## CONSEGNA
Riscrivi come elenco puntato il paragrafo dell'articolo che comincia con «Accanto ai trentenni e ai ventenni», conservandone i fatti principali.

## SEZIONE DEL TESTO
**********

La crisi è quel momento in cui il vecchio muore e il nuovo stenta a nascere. Antonio Gramsci

mercoledì 20 gennaio 2016

“Fare la differenza”. I ventenni italiani di fronte alla politica

di Nicolò Bellanca 
1. Nella sua recente monografia, Elisa Lello distingue tra “giovani” (i ventenni) e “giovani adulti” (che arrivano ai trentacinque anni).[1] Nell’Italia odierna, basta un modesto scarto di età a esprimere differenti traiettorie collettive. Quando i “giovani adulti” erano adolescenti, dalla metà degli anni ’90 agli inizi del XXI secolo, hanno vissuto il berlusconismo rampante, assorbendone il vacuo messaggio ottimistico; in seguito hanno dovuto misurarsi con il precariato lavorativo, la riduzione dei diritti e l’incertezza esistenziale, diventando così unagenerazione delusa. Al contrario i “giovani”, la categoria su cui qui ci concentriamo, adolescenti ai tempi del declino di Berlusconi e del governo “austero” di Mario Monti, nemmeno hanno iniziato a nutrire speranze e a lottare per i propri sogni. Essi sono i ragazzi di una generazione disillusa: esprimono la rassegnata convinzione che molti di loro otterranno posizioni sociali ed economiche peggiori di quelle dei genitori, e che, per ciascuno di loro, la più efficace strategia consista nel limitare le proprie aspettative e nello sfruttare le relazioni familiari per inserirsi nel territorio in cui si è cresciuti.
Accanto ai trentenni e ai ventenni, ovviamente, incontriamo gli adulti; ma spesso, documenta Lello, gli italiani di età “matura” tendono a comportarsi come se i ruoli, le responsabilità e la considerazione di se stessi dovessero e potessero restare sempre quelli che avevano quando erano ragazzi. Provando a sintetizzare con una battuta schematica, viviamo in un paese nel quale i giovani nascono già vecchi mentre i vecchi si atteggiano a giovani.

**********

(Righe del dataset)
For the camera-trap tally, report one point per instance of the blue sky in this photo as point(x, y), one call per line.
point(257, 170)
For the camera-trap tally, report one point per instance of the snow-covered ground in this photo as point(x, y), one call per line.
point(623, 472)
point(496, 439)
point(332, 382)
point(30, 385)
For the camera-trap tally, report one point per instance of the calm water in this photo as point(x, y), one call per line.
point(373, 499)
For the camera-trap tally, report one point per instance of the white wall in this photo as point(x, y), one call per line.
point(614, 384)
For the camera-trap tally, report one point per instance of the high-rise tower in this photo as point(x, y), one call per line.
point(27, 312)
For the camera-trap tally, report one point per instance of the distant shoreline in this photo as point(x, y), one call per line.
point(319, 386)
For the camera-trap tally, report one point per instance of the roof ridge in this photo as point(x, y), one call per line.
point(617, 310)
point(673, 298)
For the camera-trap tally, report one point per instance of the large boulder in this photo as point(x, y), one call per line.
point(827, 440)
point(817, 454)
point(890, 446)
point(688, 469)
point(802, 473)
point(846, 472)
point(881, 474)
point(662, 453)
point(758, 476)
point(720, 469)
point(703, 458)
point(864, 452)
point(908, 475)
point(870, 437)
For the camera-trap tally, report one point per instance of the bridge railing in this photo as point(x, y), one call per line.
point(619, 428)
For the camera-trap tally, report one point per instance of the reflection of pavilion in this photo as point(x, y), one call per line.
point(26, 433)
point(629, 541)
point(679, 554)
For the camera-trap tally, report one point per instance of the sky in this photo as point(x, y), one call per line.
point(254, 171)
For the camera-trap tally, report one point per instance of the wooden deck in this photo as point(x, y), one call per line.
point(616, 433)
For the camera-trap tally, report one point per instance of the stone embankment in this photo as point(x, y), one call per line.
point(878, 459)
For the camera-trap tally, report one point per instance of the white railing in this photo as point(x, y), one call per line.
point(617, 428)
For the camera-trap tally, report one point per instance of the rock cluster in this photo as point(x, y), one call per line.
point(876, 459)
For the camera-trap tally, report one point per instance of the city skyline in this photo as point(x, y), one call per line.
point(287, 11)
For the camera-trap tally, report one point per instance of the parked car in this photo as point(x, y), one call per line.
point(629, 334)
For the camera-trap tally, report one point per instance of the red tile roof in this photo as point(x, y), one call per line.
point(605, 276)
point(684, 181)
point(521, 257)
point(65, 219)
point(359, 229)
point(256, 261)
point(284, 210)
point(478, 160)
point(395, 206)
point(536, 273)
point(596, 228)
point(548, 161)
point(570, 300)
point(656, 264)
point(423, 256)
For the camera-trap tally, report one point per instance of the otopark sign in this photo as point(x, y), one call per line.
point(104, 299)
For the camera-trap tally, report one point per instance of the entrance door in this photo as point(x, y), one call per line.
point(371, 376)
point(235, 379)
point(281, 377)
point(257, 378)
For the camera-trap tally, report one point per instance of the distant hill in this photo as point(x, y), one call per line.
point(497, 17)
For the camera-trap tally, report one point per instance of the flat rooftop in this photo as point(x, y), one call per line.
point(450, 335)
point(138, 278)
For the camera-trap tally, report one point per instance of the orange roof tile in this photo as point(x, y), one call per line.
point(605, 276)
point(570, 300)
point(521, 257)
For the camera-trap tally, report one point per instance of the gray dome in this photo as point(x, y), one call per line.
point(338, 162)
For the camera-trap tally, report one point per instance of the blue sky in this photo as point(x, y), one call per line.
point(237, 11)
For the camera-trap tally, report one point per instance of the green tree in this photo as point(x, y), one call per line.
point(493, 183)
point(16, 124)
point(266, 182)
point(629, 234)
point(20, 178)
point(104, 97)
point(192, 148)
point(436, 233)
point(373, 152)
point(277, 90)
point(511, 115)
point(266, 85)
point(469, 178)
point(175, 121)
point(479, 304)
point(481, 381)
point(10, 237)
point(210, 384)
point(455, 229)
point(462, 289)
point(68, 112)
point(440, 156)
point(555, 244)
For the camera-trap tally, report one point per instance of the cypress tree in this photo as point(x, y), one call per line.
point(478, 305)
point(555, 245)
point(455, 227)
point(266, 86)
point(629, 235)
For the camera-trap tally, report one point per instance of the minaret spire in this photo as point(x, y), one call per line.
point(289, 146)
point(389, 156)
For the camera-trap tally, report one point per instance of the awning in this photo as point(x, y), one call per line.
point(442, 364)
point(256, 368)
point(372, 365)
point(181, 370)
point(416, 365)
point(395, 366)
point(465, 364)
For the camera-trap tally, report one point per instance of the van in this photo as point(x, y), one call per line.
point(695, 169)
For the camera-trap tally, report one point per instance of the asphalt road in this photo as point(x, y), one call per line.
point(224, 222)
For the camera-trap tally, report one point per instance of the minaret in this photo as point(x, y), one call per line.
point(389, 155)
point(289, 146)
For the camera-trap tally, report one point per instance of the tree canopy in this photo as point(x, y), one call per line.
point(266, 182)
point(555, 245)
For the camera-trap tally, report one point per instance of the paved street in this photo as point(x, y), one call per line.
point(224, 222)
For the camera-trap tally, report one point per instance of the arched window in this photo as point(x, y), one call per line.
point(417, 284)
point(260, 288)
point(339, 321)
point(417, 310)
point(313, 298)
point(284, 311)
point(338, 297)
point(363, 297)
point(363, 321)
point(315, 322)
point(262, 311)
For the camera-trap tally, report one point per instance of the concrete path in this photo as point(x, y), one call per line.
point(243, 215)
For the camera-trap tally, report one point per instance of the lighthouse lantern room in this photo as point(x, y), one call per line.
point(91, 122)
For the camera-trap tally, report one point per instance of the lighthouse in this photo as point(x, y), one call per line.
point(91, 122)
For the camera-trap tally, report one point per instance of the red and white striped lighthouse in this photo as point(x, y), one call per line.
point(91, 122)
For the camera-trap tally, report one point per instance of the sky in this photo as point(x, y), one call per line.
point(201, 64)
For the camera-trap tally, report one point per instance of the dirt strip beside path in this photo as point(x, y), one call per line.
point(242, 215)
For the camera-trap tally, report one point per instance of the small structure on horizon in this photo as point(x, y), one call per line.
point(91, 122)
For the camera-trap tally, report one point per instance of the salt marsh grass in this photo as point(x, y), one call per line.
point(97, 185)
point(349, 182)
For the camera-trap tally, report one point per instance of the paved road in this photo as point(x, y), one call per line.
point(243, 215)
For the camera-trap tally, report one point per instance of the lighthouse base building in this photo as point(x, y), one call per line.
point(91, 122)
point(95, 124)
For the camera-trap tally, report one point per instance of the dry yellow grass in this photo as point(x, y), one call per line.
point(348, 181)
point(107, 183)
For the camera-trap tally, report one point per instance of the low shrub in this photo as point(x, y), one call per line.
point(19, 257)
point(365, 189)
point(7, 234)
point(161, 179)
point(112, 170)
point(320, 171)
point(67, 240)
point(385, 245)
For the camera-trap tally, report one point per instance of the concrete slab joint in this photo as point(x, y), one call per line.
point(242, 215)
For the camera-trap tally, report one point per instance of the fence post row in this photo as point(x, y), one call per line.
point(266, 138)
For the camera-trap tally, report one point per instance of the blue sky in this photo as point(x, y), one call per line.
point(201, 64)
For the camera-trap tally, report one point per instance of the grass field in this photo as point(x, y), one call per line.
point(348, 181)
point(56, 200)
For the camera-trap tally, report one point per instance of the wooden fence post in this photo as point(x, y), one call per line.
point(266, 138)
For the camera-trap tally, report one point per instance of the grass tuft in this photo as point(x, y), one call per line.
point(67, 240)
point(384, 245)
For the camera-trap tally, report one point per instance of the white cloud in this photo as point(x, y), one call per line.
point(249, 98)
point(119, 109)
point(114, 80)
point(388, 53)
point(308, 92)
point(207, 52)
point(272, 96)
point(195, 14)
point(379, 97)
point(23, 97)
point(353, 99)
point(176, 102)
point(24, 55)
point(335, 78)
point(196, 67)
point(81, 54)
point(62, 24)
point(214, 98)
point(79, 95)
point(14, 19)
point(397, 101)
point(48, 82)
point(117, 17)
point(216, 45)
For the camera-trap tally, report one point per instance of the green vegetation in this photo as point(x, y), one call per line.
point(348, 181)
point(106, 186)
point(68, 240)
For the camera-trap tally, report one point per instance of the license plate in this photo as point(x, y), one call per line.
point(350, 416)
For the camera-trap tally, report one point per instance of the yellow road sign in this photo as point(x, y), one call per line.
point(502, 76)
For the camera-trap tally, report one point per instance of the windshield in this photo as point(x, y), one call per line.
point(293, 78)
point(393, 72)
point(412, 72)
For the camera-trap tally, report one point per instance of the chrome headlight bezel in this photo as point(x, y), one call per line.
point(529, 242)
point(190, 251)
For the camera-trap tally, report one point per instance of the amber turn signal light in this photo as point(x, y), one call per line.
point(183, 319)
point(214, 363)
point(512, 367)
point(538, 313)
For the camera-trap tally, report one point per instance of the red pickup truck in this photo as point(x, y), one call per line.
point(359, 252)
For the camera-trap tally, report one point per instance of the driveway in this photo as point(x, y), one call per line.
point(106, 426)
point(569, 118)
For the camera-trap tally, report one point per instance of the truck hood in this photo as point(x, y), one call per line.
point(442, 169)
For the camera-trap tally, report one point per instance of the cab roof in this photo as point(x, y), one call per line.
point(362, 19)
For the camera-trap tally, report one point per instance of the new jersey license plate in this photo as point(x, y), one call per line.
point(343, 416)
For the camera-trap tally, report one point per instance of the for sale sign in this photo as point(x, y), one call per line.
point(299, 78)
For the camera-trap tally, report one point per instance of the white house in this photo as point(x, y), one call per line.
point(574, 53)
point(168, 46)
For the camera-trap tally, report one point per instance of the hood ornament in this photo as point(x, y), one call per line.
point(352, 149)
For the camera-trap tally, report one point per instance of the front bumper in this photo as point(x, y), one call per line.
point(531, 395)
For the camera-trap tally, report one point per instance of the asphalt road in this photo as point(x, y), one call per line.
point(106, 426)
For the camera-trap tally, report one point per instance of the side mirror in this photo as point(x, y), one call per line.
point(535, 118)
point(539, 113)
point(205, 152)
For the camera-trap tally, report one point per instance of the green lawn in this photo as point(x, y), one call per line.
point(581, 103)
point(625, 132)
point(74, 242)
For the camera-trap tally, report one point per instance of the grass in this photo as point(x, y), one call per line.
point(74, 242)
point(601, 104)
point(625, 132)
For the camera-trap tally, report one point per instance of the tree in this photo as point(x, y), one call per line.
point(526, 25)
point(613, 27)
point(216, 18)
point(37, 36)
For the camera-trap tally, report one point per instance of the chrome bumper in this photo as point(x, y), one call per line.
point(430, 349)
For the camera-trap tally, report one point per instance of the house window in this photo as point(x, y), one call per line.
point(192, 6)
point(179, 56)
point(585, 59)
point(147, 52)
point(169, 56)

**********

## SOLUZIONE
- Oltre ai trentenni e ai ventenni, ci sono gli adulti.
- Lello documenta che gli italiani di età "matura" spesso si comportano come se ruoli, responsabilità e considerazione di sé dovessero e potessero restare quelli di quando erano ragazzi.
- In breve: l'Italia è un paese in cui i giovani nascono già vecchi e i vecchi si atteggiano a giovani.